_Prompt_:
Count the lines in the items below that contain the word "side". Give only the number.

## begin Information shown

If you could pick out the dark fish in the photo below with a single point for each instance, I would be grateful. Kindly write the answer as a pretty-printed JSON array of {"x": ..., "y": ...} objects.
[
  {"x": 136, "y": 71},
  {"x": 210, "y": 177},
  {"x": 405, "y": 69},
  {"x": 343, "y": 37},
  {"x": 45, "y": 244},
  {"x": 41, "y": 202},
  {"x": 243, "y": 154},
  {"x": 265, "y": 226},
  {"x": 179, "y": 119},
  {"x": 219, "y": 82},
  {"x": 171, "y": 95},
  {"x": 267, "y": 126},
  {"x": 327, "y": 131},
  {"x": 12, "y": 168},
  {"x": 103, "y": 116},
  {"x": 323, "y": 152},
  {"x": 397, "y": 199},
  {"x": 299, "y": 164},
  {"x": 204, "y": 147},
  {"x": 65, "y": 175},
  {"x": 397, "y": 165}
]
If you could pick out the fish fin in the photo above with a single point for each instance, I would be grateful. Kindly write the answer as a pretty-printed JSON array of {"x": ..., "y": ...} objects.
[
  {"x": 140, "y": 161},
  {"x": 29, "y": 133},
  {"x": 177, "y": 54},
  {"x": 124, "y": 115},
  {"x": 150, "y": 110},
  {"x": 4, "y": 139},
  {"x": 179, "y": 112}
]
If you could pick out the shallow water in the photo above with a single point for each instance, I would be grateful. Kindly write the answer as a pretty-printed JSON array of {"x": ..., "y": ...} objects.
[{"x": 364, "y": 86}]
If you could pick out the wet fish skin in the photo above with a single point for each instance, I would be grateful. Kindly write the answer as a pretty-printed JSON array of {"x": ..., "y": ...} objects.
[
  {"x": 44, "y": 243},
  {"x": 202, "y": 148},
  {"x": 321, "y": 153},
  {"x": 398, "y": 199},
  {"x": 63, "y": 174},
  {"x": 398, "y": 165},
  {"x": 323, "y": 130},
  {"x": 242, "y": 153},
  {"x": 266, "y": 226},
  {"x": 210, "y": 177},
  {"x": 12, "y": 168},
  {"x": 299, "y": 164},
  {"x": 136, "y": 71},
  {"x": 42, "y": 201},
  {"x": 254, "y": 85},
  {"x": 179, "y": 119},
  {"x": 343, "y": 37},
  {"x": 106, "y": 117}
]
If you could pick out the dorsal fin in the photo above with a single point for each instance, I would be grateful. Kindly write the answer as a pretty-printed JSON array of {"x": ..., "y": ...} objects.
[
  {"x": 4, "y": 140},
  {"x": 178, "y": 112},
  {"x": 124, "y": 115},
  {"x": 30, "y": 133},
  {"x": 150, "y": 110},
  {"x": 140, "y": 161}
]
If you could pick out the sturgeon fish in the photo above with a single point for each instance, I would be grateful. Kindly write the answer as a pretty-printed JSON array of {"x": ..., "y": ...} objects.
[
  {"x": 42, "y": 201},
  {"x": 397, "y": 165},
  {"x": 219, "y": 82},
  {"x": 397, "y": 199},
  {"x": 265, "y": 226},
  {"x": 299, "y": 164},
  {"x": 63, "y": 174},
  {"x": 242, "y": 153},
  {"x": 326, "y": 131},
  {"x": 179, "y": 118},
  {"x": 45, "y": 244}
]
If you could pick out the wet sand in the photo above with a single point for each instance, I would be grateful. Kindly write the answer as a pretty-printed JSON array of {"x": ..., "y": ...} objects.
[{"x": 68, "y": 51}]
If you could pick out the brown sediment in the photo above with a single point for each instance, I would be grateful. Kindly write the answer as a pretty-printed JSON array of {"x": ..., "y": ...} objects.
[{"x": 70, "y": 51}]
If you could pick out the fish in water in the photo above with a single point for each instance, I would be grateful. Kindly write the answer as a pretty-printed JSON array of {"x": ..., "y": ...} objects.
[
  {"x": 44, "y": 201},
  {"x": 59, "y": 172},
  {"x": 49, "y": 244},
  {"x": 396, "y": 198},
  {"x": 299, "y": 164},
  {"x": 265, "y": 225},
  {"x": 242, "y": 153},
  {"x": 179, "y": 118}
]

## end Information shown
## begin Information shown

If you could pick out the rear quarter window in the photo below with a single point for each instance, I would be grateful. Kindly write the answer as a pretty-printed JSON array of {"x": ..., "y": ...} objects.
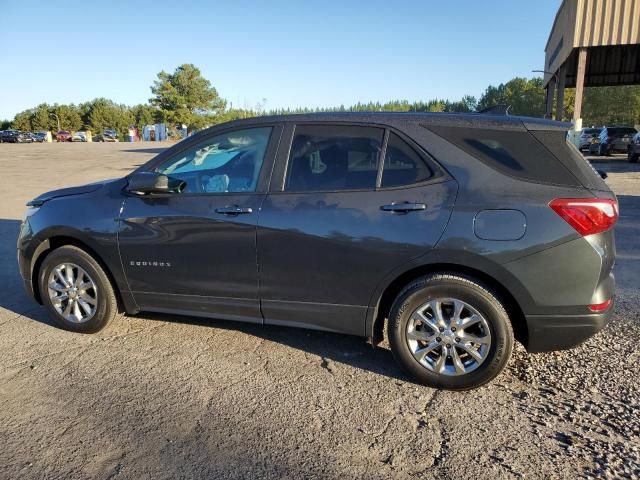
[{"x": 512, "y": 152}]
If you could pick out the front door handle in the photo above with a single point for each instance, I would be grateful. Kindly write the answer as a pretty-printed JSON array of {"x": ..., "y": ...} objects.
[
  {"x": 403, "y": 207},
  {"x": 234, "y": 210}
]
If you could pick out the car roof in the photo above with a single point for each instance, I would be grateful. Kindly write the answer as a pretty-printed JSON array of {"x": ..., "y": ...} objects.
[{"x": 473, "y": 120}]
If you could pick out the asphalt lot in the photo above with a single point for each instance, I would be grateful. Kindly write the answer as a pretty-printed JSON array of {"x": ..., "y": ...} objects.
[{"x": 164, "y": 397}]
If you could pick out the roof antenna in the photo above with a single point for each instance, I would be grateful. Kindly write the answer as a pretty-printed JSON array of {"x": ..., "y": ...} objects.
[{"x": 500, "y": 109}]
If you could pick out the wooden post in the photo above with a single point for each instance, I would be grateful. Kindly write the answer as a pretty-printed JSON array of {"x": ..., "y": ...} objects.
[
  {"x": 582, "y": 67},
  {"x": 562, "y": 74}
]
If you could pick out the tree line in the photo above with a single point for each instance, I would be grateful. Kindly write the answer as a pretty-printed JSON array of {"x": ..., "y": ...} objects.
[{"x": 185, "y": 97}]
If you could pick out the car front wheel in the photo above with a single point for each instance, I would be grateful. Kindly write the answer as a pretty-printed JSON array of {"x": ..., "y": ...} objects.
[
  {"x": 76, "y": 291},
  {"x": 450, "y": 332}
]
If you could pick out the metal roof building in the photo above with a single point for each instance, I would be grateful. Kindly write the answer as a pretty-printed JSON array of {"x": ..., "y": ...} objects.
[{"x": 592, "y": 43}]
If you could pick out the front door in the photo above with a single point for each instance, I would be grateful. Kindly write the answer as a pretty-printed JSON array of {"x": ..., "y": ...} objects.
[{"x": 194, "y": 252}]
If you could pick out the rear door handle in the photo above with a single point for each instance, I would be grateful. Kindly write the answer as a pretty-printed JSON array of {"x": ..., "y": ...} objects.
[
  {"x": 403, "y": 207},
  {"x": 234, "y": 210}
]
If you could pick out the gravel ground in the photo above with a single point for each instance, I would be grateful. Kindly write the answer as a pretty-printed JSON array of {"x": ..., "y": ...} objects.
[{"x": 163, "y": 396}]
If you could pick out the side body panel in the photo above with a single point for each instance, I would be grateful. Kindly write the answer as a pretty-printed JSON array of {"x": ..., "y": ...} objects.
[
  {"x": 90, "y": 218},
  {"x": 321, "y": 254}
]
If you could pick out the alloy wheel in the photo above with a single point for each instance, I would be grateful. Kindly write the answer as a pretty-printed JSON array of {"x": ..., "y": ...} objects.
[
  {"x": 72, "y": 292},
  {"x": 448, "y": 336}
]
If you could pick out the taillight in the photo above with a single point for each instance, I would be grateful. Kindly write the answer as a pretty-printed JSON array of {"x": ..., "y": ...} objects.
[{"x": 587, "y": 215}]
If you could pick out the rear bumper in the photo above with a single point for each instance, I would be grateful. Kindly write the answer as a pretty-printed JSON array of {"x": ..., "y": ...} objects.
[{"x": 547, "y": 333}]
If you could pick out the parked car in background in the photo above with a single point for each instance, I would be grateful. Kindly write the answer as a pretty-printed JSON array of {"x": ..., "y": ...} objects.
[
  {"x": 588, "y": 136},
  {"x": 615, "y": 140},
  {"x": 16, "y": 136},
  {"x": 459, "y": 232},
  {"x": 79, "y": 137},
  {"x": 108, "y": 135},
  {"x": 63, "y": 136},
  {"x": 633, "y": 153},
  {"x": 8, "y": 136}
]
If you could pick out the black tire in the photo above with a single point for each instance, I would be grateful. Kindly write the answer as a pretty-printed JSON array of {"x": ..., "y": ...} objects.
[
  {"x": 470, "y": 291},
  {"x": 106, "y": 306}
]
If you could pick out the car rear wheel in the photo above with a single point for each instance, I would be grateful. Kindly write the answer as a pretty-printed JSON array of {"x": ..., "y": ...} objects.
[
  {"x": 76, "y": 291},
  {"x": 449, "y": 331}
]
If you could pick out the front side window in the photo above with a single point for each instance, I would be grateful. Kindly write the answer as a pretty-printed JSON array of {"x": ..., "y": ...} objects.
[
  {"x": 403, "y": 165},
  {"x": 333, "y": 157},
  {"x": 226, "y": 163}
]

## end Information shown

_Exercise output_:
2